> [WHAT TO PRODUCE]: Output every entry exactly as given.

### DATASET EXTRACT ###

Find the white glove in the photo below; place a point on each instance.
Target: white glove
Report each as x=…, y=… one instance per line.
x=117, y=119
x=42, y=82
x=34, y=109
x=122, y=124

###

> [RESPONSE BOX]:
Find the white glove in the photo below; place a point on each instance.
Target: white glove
Report each as x=…, y=… one instance per line.
x=117, y=119
x=42, y=82
x=34, y=109
x=122, y=124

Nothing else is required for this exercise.